■ **EXERCICES**
• A. Recopiez fidèlement, dans le texte sur les objets et les déchets, le passage qui s'ouvre sur les mots contenant « Dans son livre » et se ferme sur « situé à Manhattan. ».
• B. Prolongez le texte sur les objets et les déchets à la suite de sa dernière phrase.

■ **TEXTE FOURNI**
Ces dernières décennies, la production matérielle des sociétés humaines a été gigantesque, on peut même dire monstrueuse. Nous fabriquons trop d’objets qui deviennent plus ou moins rapidement des déchets. Il est temps de ralentir la production, de quitter la tyrannie de la nouveauté et de redonner leurs valeurs aux vieux objets.

Dans son livre Sans Valeur(2024, Bayard, collection “littérature intérieure”), l’autrice Gaëlle Obiégly rappelle l’histoire de Nelson Molina. A partir de 1981 et pendant ses 34 années de carrière au sein du Département de l’assainissement de New York (DSNY), Molina a récolté plus de 40·000 objets issus de poubelles aidé par ses collègues. Cette collection connue sous le nom Treasures in the Trash est aujourd’hui hébergée dans un garage du service d’assainissement en fonctionnement situé à Manhattan.

■ **SEGMENT DE DONNÉES**
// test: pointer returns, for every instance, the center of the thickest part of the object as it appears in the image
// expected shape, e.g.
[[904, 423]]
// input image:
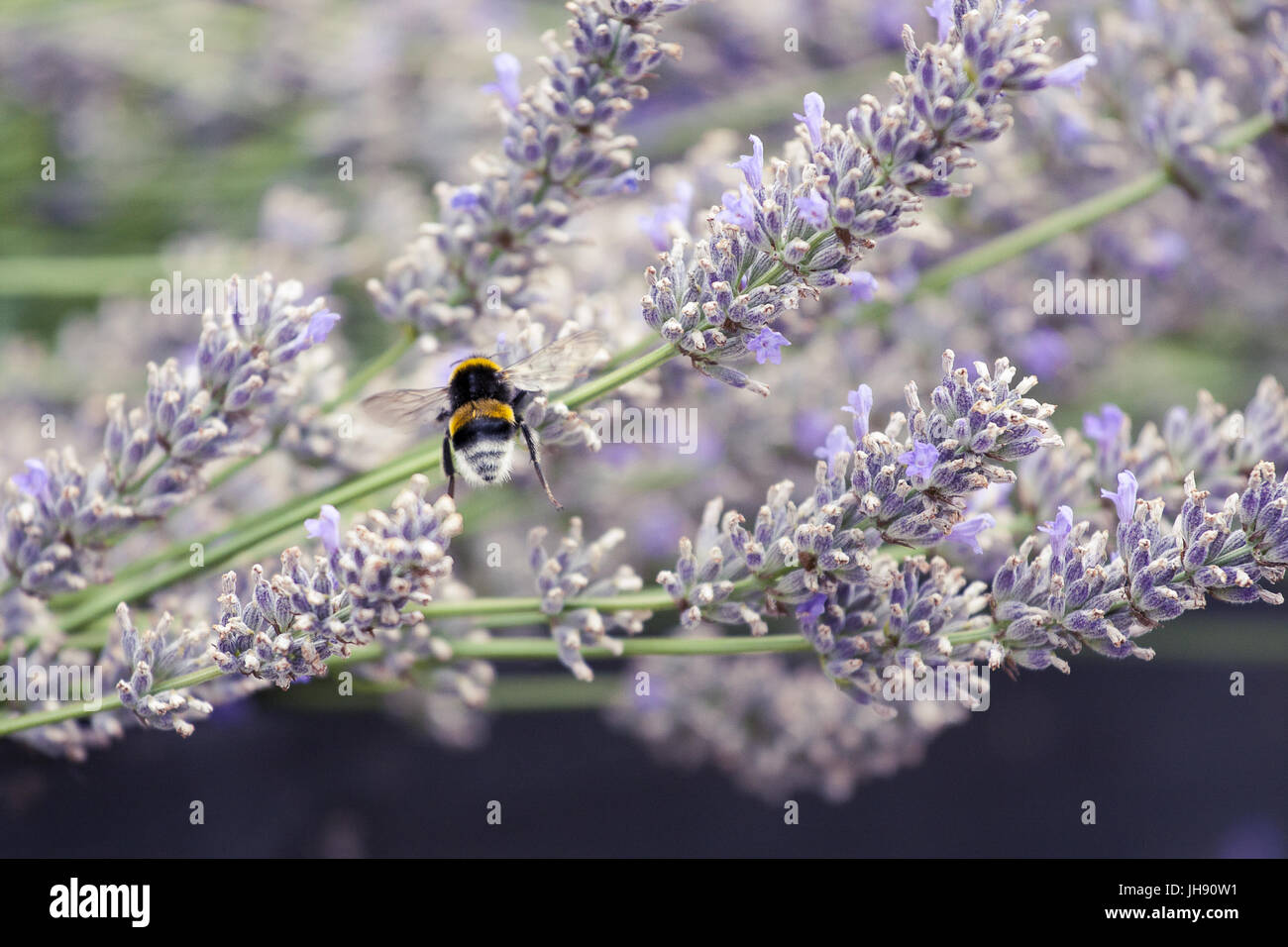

■ **CORRIGÉ**
• A.
Dans son livre Sans Valeur(2024, Bayard, collection “littérature intérieure”), l’autrice Gaëlle Obiégly rappelle l’histoire de Nelson Molina. A partir de 1981 et pendant ses 34 années de carrière au sein du Département de l’assainissement de New York (DSNY), Molina a récolté plus de 40·000 objets issus de poubelles aidé par ses collègues. Cette collection connue sous le nom Treasures in the Trash est aujourd’hui hébergée dans un garage du service d’assainissement en fonctionnement situé à Manhattan.

• B.
Le deuxième étage du garage, trop fragile pour supporter des véhicules, est devenu une sorte de galerie. Elle abrite des centaines de peintures, de photographies, d’affiches, de cahiers, d’objets sortis du caniveau. Chacun est soigneusement encadré, accroché aux murs. L‘ensemble des pièces accrochées est très varié. Leur point commun, c’est leur provenance. Chaque pièce de la collection a été sauvée des déchets ménagers par les éboueurs de la ville de New York au fil de leurs itinéraires quotidiens”. Gaëlle Obiégly, Sans Valeur

Nelson Molina, aujourd’hui retraité, souhaite que sa collection devienne un véritable musée dans un beau bâtiment accessible aux publics (actuellement la collection n’est visible que lors visites spéciales). Partenaire officiel du DSNY pour nettoyer la ville et réduire la quantité de déchets envoyés en décharge, la Sanitation Foundation soutient depuis plusieurs années le projet de Molina. En 2019, HELLER Films a collaboré avec la Fondation pour produire uncourt-métragequi suit l’éboueur-currateur lors de son dernier jour de travail. Ce court-métrage sensible montre comment Molina trouve avec flair des objets dans les poubelles et le suit ensuite pendant qu’il présente avec enthousiasme sa collection.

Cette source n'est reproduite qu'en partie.